[SOURCE TEXT — start]
This would allow complete sequencing of the protein TLP and would also exclude the possibility that TLP and Corin are the same protein [22].
At the same time we are arranging to get a plasmid that allows us to transfect and over-express human Corin with the purpose to assess by Western blotting (with anti-TLP and anti-Corin antibodies) whether the two proteins are actually the same protein or are different.
4. Results and Discussion
We obtained a plasmid from Prof, Qingyu (Cleveland, Ohio) that let us transfect HEK-293 cells and overexpress the human Corin with the purpose to evaluate by Western blotting (with anti- TLP and anti-Corin) whether the two proteins are really the same protein. In parallel we are improving the tests of immunoprecipitation by the use of cell extracts derived from lung cancer cells A549 and NCI-H23 with the aim to be able of obtaining a precipitate containing only the TLP. This result would allow a better sequence of the aminoterminal fragment of TLP and furthermore would allow to look in details the homologies between TLP and Corin.
In fact the partial aminoacid sequence of TLP showes a high homology with the sequence of human Corin (at least one aminoacid is different) and is present in lung cancer under different isoforms [23]. From the references it is known that human Corin is expressed mostly outside the cells and the protein extract derived from the extracellular medium and from the cells transfected with the plasmid, which overexpresses Corin, showes many more bands analyzed on SDS-PAGE that are equivalent to the bands (about 50-100 kDa) observed in the Western blots analyzed with anti- TLP.
Tumor liberated protein (TLP), a tumor-associated antigen (complex) first described by Tarro et al., is present in the sera from lung cancer patients mainly at early stage disease. Since early detection clearly improves overall survival in lung cancer, identification of early screening biomarkers for patients at risk for the development of this disease represents an area of intense investigation.
[SOURCE TEXT — finish]
◆ QUESTIONS ◆
• A. Set down a portion of the passage on TLP and Corin word for word, beginning at the words "At the same" and stopping after the words "or are different.".
• B. In the passage on TLP and Corin, which lung cancer cell lines provide the cell extracts used to improve the immunoprecipitation tests?
The records that come next have no connection to the passage on TLP and Corin.
[LISTED ENTRIES — start]
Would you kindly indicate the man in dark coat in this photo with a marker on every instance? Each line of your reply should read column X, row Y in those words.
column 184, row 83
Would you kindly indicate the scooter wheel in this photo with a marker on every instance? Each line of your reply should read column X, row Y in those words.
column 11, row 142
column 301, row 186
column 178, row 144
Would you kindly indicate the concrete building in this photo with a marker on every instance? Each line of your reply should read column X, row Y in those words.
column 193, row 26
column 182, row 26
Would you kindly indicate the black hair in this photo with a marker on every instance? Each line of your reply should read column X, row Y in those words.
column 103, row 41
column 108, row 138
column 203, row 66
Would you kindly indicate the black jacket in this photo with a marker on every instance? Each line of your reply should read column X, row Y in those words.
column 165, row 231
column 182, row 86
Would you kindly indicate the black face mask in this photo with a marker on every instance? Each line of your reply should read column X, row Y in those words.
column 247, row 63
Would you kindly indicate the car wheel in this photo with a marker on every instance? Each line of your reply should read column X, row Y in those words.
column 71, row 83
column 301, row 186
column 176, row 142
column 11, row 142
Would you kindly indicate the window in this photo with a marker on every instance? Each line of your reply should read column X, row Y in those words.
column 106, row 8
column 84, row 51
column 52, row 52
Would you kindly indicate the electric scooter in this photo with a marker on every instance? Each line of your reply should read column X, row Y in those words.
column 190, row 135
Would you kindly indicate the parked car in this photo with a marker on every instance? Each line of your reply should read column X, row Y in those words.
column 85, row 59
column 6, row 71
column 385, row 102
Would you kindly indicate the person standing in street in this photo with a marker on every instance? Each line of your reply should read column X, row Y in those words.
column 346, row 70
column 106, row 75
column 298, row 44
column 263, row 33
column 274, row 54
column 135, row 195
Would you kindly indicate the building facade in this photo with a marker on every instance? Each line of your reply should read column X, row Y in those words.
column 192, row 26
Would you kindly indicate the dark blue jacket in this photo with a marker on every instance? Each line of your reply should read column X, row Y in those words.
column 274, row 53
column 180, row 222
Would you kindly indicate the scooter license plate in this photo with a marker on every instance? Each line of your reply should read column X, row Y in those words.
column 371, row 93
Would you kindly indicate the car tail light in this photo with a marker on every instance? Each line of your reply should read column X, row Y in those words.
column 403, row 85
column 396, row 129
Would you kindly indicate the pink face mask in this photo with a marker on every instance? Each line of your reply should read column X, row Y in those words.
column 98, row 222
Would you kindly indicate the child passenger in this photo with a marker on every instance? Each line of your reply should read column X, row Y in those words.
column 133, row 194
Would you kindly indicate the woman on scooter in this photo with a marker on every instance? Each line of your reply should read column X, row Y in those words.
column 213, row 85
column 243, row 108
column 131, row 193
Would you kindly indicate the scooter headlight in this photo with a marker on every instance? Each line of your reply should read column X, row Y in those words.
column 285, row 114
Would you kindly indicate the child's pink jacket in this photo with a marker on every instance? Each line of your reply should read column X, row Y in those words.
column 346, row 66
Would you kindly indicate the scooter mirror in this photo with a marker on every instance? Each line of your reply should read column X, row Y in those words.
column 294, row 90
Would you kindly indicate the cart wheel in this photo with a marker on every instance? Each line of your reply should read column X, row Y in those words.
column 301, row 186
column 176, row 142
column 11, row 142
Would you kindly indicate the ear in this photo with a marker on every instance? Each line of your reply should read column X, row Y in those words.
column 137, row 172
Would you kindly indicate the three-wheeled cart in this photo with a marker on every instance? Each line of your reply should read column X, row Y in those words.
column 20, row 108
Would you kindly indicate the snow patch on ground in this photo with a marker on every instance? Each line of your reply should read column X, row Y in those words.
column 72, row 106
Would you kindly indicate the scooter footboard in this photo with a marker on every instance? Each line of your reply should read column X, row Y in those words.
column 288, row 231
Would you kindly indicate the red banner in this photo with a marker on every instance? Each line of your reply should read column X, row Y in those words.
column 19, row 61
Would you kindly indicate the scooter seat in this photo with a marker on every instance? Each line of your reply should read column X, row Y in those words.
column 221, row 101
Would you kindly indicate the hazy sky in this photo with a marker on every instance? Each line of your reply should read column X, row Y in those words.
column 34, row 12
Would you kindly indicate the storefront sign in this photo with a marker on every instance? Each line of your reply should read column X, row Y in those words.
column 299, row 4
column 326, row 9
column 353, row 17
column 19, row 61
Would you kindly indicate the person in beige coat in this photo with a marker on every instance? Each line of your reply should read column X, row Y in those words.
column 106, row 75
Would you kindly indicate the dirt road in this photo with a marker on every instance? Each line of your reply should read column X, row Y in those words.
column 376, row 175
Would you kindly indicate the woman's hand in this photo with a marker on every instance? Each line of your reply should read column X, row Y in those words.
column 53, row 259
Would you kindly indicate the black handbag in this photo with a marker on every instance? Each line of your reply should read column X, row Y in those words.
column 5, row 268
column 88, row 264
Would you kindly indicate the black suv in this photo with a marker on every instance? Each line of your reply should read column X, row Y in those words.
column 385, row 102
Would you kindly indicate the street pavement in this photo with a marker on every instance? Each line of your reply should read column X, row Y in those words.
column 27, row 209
[LISTED ENTRIES — finish]
[LISTED ENTRIES — start]
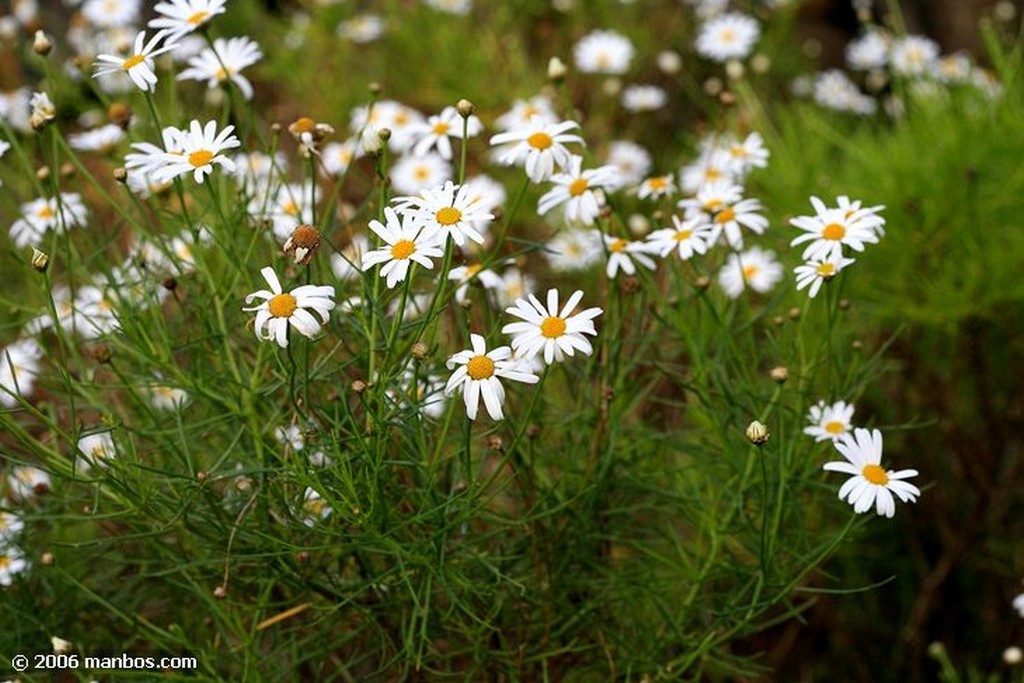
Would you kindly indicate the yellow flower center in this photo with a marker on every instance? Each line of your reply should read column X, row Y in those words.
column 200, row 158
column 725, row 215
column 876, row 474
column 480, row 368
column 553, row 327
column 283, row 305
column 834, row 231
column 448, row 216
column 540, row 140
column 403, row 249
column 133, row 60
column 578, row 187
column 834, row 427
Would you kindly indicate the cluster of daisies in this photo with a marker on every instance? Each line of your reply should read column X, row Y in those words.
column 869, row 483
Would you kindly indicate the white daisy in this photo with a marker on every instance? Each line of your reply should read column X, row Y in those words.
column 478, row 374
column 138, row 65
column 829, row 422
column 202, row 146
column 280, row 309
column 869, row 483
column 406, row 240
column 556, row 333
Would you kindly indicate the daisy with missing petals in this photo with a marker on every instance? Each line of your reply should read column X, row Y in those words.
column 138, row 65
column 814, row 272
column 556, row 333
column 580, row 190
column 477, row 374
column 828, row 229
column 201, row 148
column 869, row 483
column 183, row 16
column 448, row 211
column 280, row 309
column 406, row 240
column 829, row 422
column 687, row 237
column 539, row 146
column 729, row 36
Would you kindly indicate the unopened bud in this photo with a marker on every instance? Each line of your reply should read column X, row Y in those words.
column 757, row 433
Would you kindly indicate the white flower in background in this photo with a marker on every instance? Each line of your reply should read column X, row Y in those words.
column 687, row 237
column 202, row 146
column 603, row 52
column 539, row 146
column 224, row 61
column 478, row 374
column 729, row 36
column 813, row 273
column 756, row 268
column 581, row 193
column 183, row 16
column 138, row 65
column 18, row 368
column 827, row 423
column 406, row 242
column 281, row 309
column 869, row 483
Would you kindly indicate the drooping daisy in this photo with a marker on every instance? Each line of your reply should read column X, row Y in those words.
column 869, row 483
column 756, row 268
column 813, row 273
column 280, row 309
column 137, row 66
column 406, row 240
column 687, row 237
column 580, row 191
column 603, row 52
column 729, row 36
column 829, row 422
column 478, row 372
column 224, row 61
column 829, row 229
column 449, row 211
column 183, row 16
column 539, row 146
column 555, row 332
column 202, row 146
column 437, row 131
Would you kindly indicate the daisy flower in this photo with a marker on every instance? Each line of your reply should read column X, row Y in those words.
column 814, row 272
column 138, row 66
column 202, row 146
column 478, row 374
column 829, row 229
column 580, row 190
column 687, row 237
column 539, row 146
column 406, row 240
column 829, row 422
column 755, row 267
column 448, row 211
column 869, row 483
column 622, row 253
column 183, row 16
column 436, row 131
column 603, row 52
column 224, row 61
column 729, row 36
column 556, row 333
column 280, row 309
[LISTED ENTRIES — finish]
[LISTED ENTRIES — start]
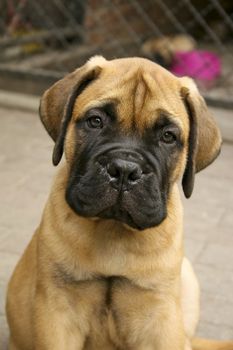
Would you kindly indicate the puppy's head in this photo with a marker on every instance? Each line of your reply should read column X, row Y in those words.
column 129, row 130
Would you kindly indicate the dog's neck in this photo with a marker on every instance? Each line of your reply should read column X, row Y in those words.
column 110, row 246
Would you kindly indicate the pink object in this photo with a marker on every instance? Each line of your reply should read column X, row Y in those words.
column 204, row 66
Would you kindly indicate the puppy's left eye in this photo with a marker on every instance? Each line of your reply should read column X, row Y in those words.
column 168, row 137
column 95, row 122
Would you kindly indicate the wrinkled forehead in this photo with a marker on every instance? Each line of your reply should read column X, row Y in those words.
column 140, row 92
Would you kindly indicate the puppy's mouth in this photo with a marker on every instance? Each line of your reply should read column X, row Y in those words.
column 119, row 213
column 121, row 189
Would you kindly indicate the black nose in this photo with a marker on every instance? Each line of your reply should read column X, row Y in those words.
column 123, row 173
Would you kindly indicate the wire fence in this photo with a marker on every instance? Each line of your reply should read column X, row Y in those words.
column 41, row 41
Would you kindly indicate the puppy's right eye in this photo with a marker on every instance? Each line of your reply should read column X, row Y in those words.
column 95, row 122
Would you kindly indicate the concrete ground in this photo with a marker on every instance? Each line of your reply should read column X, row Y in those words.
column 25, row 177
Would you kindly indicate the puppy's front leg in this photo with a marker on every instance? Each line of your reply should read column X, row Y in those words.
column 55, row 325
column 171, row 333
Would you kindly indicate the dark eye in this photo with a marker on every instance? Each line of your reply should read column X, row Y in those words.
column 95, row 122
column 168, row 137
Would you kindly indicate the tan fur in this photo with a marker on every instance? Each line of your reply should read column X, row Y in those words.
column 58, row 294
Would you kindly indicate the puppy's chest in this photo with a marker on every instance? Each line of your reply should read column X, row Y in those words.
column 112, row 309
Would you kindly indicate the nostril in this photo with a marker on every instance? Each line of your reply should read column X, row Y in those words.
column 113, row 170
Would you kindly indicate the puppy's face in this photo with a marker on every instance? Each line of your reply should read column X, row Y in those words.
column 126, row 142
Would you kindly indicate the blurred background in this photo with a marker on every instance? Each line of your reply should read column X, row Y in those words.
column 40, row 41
[LISTED ENTRIES — finish]
◆ EXPECTED RESULTS ◆
• A.
At the same time we are arranging to get a plasmid that allows us to transfect and over-express human Corin with the purpose to assess by Western blotting (with anti-TLP and anti-Corin antibodies) whether the two proteins are actually the same protein or are different.

• B. A549 and NCI-H23.